— START OF Provided text —
2. Do like your proposal does (as I understand it) and have the number
of available bits for use as a tag dependent on the supported virtual
address space. A program written assuming an Sv39 system and hence 24
bits of tag is going to have a bad time upon a move to Sv48 or higher
3. Support setting a mask for address translation that is independent
of the virtual addressing mode. More complex than the above two
options as you have to consider the case where bits are masked that
otherwise would be used in virtual address translation. The advantage
is processes might opt-in to masking on a case-by-case basis and make
the choice of trading off virtual address space for tags. e.g. even
under Sv48 I could make use of 24-bit tags. It does of course add more
per-process state and would need co-operation from mmap and friends
For all options (even 1. and 2. that have minimal implementation
complexity), I feel it would be useful to justify the potential hassle
in terms of benchmarks.
— END OF Provided text —
_Tasks to carry out_.
#1 Could you recast the records, starting with the line containing "Target: sky" and going through their final line, as a JSON list of strings with one string per line and blank lines left out?
#2 Can you continue the text on address-tagging options from where it stops?
The records that follow come from a different source than the text and have no connection to it.
— START OF Supplied records —
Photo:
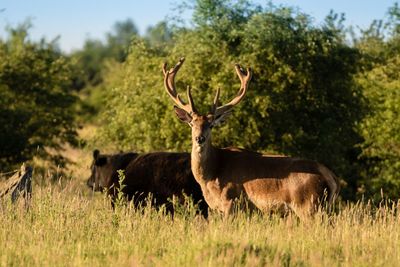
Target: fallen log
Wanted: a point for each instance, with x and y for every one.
(20, 184)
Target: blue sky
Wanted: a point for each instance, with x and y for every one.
(75, 20)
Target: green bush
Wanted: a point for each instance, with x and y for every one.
(36, 105)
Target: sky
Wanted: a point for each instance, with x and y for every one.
(76, 20)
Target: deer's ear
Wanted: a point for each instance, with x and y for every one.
(182, 115)
(220, 119)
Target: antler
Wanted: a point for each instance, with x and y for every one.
(169, 83)
(244, 79)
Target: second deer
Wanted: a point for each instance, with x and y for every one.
(225, 175)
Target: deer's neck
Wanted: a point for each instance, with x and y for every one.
(204, 162)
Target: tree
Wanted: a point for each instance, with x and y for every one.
(380, 84)
(36, 104)
(302, 100)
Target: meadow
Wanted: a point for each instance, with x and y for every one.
(67, 225)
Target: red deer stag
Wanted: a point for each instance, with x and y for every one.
(267, 182)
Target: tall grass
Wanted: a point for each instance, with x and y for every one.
(66, 227)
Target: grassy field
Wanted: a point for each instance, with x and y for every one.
(66, 225)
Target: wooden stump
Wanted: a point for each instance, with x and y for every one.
(20, 184)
— END OF Supplied records —
_Results in order_.
#1
[
  "Target: sky",
  "Wanted: a point for each instance, with x and y for every one.",
  "(76, 20)",
  "Target: deer's ear",
  "Wanted: a point for each instance, with x and y for every one.",
  "(182, 115)",
  "(220, 119)",
  "Target: antler",
  "Wanted: a point for each instance, with x and y for every one.",
  "(169, 83)",
  "(244, 79)",
  "Target: second deer",
  "Wanted: a point for each instance, with x and y for every one.",
  "(225, 175)",
  "Target: deer's neck",
  "Wanted: a point for each instance, with x and y for every one.",
  "(204, 162)",
  "Target: tree",
  "Wanted: a point for each instance, with x and y for every one.",
  "(380, 84)",
  "(36, 104)",
  "(302, 100)",
  "Target: meadow",
  "Wanted: a point for each instance, with x and y for every one.",
  "(67, 225)",
  "Target: red deer stag",
  "Wanted: a point for each instance, with x and y for every one.",
  "(267, 182)",
  "Target: tall grass",
  "Wanted: a point for each instance, with x and y for every one.",
  "(66, 227)",
  "Target: grassy field",
  "Wanted: a point for each instance, with x and y for every one.",
  "(66, 225)",
  "Target: wooden stump",
  "Wanted: a point for each instance, with x and y for every one.",
  "(20, 184)"
]

#2
I suspect that the idea with this is that this would be something that could differ per-process, and thus could be specified in the binary format (something something ELF?).
Then it'd be less about "a move to Sv48 or higher" and more about "realizing that this particular program actually does need that much memory sometimes."
It's still a footgun for future-proof code, but less of one than it otherwise might be - programs would encounter it individually and organically, as they grew to use larger amounts of memory / operate on larger data sets, without it impeding ports to a new architecture.
Personally, I'd specify the metadata as specifying _minimum number of tag bits_, as that's independent of CPU architecture. The user code, then, would compute `(sizeof(*void) * CHAR_BIT) - DESIRED_TAG_BITS` to find how much it should left-shift its tags by.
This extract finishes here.